— start —
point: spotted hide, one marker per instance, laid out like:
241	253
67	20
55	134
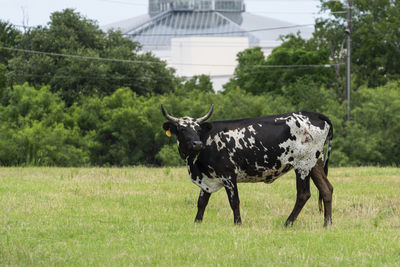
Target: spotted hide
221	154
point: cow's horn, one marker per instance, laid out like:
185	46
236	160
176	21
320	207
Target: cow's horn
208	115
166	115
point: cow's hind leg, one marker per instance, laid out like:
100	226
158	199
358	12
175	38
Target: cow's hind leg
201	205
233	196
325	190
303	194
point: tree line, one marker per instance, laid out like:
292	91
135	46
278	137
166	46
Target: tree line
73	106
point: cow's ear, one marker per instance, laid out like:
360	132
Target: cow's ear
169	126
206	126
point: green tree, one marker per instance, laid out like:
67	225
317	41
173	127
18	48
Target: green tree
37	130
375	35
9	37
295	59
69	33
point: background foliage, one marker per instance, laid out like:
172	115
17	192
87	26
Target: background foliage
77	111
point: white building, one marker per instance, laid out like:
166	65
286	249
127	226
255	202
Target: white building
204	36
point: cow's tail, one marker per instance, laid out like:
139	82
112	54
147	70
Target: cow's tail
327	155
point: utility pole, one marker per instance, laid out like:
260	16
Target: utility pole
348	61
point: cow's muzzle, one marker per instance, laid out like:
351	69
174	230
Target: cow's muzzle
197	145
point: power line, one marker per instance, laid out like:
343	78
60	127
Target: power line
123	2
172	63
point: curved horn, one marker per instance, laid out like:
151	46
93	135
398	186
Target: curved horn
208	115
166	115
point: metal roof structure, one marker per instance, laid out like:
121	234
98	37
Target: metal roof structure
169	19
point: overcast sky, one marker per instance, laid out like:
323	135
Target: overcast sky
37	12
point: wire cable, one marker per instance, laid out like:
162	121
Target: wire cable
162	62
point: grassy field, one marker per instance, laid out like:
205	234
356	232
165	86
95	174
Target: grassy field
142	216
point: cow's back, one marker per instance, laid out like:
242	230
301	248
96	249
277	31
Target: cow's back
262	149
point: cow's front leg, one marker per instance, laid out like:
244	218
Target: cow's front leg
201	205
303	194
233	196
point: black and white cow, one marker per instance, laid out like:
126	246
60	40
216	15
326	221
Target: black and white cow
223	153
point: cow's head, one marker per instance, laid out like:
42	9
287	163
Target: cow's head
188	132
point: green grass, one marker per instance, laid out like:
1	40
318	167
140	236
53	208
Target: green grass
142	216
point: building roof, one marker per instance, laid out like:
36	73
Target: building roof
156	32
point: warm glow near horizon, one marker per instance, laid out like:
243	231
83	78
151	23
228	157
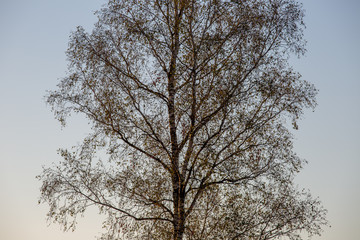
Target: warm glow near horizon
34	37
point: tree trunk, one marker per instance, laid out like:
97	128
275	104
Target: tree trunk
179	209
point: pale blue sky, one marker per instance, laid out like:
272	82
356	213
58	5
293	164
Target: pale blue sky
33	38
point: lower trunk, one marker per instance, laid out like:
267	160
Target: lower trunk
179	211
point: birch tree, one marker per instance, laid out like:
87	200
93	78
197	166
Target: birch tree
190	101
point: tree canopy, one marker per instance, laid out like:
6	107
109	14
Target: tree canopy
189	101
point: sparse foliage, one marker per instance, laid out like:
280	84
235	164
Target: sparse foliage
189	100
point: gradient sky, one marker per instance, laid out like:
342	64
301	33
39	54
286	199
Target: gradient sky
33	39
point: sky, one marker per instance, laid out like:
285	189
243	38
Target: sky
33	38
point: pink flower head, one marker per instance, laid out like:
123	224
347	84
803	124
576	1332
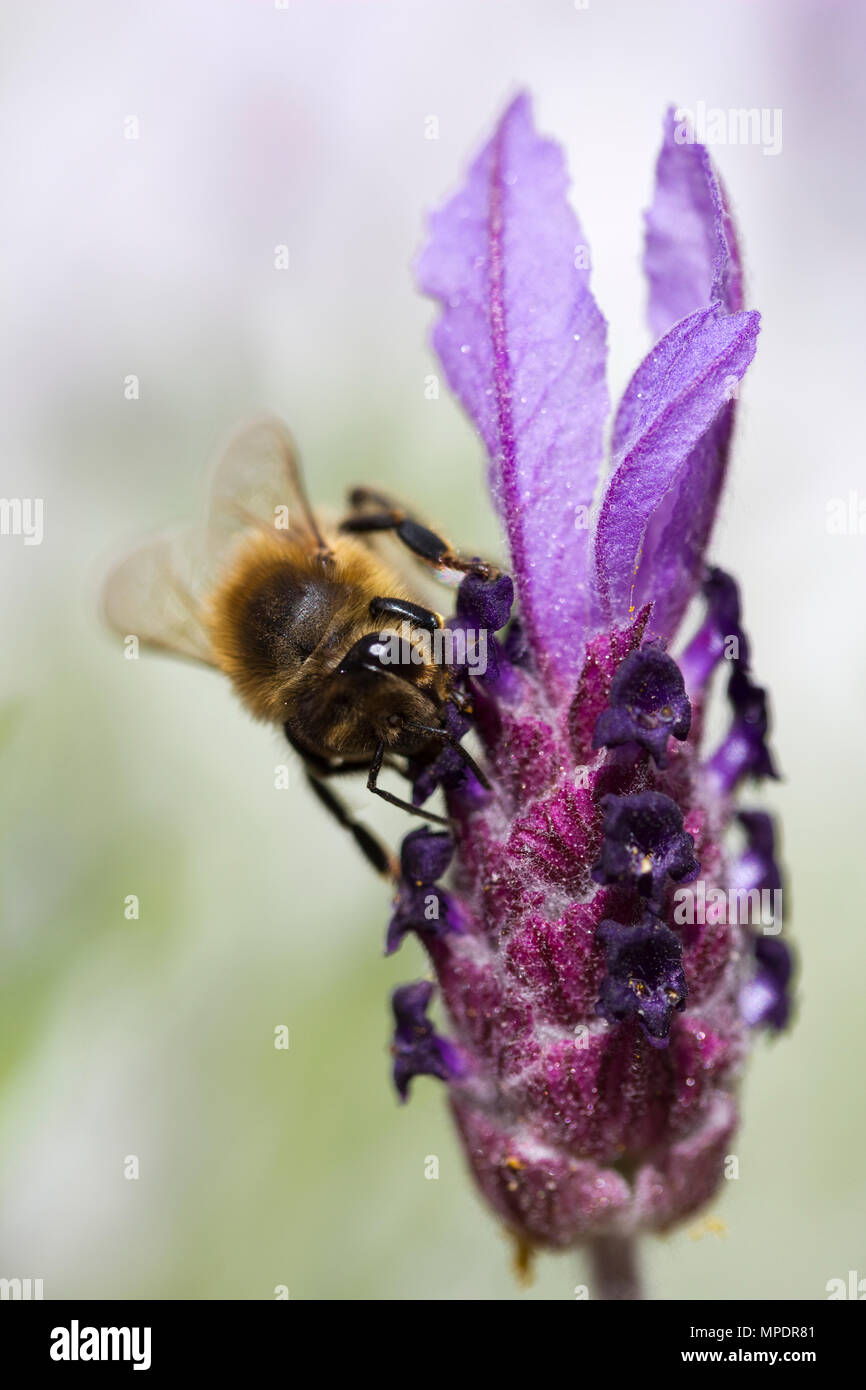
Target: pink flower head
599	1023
— end —
TASK TO CARRY OUT: Write out each line again precisely as it appears, skipping every picture.

WRITTEN REPLY:
point: spotted hide, one marker per instance, laid out like:
241	253
67	20
55	134
Target: spotted hide
221	154
point: cow's horn, one marker per instance, laid out like:
185	46
236	160
176	21
320	207
Target: cow's horn
208	115
166	115
point: cow's hind leg, one marker per instance, laid out like:
100	226
158	199
358	12
175	38
Target: cow's hind leg
201	205
233	196
325	190
303	194
point: tree line, one marker per instance, laid out like:
292	91
135	46
278	137
166	46
Target: tree line
73	106
point: cow's ear, one marker per instance, laid out like:
360	132
Target: cow's ear
169	126
206	126
point: green tree, one marker per instance, laid out like:
67	225
317	41
173	127
18	48
Target: green tree
37	130
375	35
9	37
295	59
69	33
point: background foliage, one marker per instance, laid out like:
172	115
17	192
87	26
Target: background foliage
77	111
point: white building, one marker per instance, laid out like:
166	65
286	249
127	226
255	202
Target: white building
204	36
point: cow's tail, one marker per instance, laid out like:
139	82
112	54
147	70
Target: cow's tail
327	155
point: utility pole, one marker per instance, laid out like:
260	16
Target: utility pole
348	61
point: cow's muzzle, one marker per instance, laid out like:
351	69
174	230
Target: cow's muzzle
197	145
point: power line, one marker per instance, laid out like:
343	78
60	127
Target: power line
123	2
172	63
point: curved horn, one marker per instance, laid out like:
151	46
93	135
398	186
Target: curved horn
208	115
166	115
point: metal roof structure, one marker per instance, laid out like:
121	234
98	37
Target: metal roof structure
169	19
point: overcast sky, one marker per instance, laid out like:
323	135
Target: overcast sky
37	12
point: wire cable, one marker per instance, laid out like:
162	121
Target: wire cable
162	62
point: grassy field, one marker per instance, laid out like:
205	234
356	232
165	86
95	174
Target: grassy field
142	216
point: cow's back, one marker per instance, laid out like:
242	230
301	248
96	249
277	31
Target: cow's back
262	149
point: cow's front leg, one marker per instance, laid out like:
244	218
Target: cow's front leg
201	205
303	194
233	196
point: black and white cow, one marker per instance, laid out like:
126	246
60	40
216	15
326	221
Target: black and white cow
223	153
point: cow's head, one marker per instance, laid out like:
42	9
287	163
Target: cow's head
188	132
point: green grass, one marker per instance, laid out like:
1	40
318	167
140	236
53	208
Target: green grass
142	216
point: building roof, one marker per instance, laid out like:
36	73
Target: building roof
156	32
point: warm glow near horizon, one marker per instance, laid out like:
243	231
83	78
151	23
228	157
Target: warm glow near horizon
34	37
point: tree trunk, one marker per instance, laid out like:
97	128
275	104
Target: tree trunk
179	209
point: pale blue sky, one marker per instance, laid out like:
272	82
356	213
58	5
293	164
Target: pale blue sky
33	38
point: lower trunk, one marker per instance, laid out like:
267	160
Target: lower trunk
179	211
point: birch tree, one marker per instance, laid out like:
87	200
93	78
197	166
Target: birch tree
190	101
point: tree canopy, one marker per instance, laid out like:
6	107
109	14
Target: tree canopy
189	101
point: sparse foliage, one marker per instance, laid out like:
280	84
235	164
Target: sparse foliage
189	100
point: gradient sky, one marker per instance, laid out like:
342	64
301	33
39	54
286	199
Target: gradient sky
33	39
point: sky, one marker per instance, laid out like:
285	189
243	38
Target: sky
33	38
point: pink flower head, one marker per instance, laid out like:
123	224
347	84
803	124
576	1332
Target: pink flower head
599	1023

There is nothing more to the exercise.